DIRECTIONS FOR THIS TASK
Carry on the article about Australia's high manufacturing costs from its last sentence, keeping its argument and tone.

DOCUMENT TEXT
──────────

Manufacturing News


The high road or the low road – by Dario Valenza

Manufacturing News




@AuManufacturing’s series Towards 3% R&D has been noticed from Canberra to business. Here, Dario Valenza charts some of the impediments to manufacturing and asks whether there is a path ahead, without sacrificing the things we value about Australia.

Let’s start by acknowledging that we have a high cost base in Australia because of geography, regulation, and taxation.

Our geography dictates long supply-chains. So, the costs of getting raw materials and intermediate goods to and from manufacturing business, and finished goods to consumers, are necessarily relatively high.

We have a complex multilayered regulatory system that requires expensive compliance and produces expensive outcomes.

All Australian businesses need to comply with extensive environmental, OH&S, IR, legal, reporting, and taxation requirements.

Regulatory complexity gives rise to a whole industry of consultants and advisors that are a necessary cost for productive businesses.

──────────

SOURCE INFORMATION
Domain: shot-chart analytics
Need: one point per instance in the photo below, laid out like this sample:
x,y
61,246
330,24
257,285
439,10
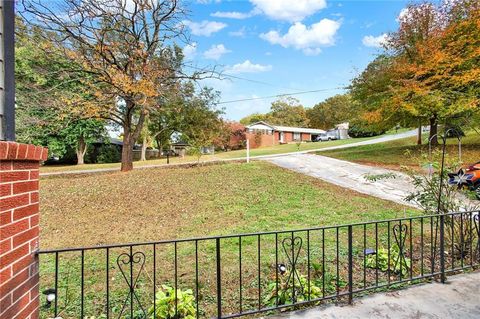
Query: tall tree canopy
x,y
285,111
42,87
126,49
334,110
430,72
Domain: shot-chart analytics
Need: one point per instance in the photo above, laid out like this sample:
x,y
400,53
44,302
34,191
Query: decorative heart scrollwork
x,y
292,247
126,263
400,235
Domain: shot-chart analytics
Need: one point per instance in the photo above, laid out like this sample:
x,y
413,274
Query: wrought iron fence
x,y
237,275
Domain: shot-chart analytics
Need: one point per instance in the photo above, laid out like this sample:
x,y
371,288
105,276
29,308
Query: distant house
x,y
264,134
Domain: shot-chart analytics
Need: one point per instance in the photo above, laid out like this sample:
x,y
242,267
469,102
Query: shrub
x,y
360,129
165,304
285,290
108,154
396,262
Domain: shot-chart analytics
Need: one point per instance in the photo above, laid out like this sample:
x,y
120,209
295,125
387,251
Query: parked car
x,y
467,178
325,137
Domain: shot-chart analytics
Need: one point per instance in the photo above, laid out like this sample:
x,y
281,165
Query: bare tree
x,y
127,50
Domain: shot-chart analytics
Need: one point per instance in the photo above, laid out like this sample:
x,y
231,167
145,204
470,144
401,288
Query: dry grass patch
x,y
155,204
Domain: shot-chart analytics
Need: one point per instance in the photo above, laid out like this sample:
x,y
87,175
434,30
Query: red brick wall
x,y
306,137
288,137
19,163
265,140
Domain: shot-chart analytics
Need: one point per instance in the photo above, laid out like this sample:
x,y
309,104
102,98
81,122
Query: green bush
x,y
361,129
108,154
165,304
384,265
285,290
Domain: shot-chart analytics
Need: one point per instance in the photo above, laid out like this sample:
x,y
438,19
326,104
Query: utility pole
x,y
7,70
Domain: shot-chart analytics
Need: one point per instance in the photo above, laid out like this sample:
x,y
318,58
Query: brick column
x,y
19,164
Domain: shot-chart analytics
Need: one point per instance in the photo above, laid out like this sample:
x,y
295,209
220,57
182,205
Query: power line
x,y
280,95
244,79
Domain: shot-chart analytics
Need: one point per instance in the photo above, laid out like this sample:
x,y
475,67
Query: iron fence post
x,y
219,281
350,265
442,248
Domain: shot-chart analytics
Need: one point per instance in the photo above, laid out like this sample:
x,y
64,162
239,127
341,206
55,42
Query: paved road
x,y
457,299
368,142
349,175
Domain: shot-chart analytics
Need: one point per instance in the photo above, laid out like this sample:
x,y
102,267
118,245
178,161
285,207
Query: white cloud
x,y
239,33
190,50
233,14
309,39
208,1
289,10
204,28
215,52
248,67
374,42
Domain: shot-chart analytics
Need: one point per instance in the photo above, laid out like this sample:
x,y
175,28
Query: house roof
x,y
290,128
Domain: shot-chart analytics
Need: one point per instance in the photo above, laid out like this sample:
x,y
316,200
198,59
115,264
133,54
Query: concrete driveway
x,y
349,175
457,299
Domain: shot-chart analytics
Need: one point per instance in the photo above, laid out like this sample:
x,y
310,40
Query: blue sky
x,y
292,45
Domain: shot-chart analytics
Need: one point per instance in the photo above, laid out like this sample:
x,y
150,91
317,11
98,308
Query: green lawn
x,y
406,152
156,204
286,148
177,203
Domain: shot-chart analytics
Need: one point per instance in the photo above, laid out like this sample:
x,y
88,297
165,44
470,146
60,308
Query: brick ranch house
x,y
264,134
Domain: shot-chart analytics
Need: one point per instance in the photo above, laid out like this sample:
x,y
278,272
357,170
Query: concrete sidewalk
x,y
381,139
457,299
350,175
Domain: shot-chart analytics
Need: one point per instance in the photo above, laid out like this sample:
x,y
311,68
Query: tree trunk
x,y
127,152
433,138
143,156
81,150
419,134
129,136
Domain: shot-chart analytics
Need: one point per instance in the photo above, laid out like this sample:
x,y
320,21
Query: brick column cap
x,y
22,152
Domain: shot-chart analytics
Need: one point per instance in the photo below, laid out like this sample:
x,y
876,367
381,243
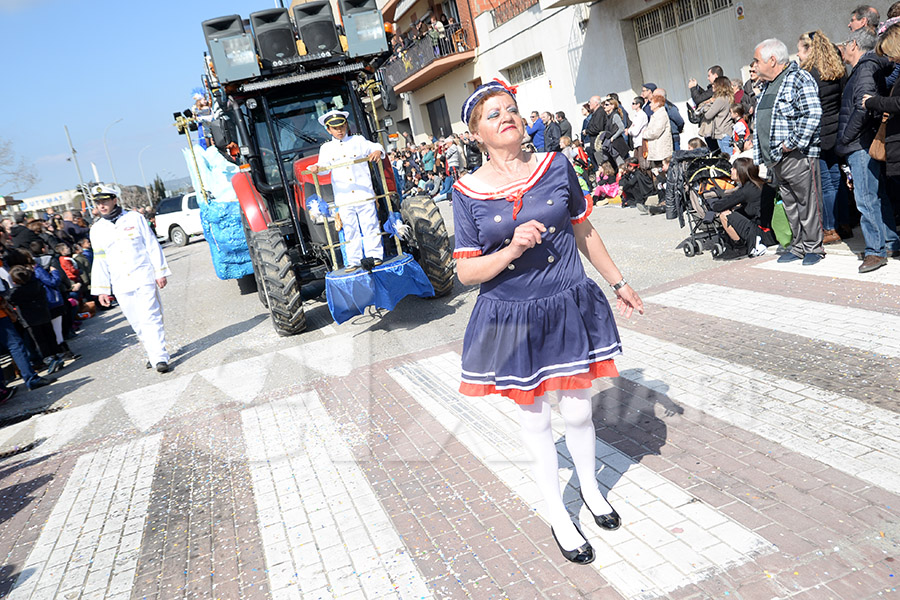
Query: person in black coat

──────────

TASK ANSWER
This compliance burden is onerous before considering the risk of regulatory capture by large businesses aimed at squeezing out innovative challengers.

Time and resources spent on consultants and compliance add to the total cost of goods produced.

Regulatory complexity also generates friction and uncertainty with respect to approaching operations in a flexible and agile way.

Everything from expanding plant to adjusting workforce size becomes slower and more expensive because of all the regulatory boxes that need to be ticked.

Specialised industries also have to deal with industry-specific regulators that add a further layer of cost and complexity (for example in chemicals, food, aviation and medical sectors).

Taxation is layered on top of high compliance costs, with state and federal taxes piling up, and adding administrative overheads – not to mention the time-consuming accounting required by the GST regime.

Many industries are also competing with government for talent, given the large number of technical and administrative roles created by government in industry-related areas.

All of the above adds up to a high-cost base and limits agility and appetite for innovation.

Protecting our high standard of living

It could be argued that some of these policy settings are required to safeguard Australia’s high standard of living, social safety net and extensive public services.

However, if this high cost-base is exposed to free trade policies with countries that do not share the above cost-inflating inefficiencies, then competition becomes impossible.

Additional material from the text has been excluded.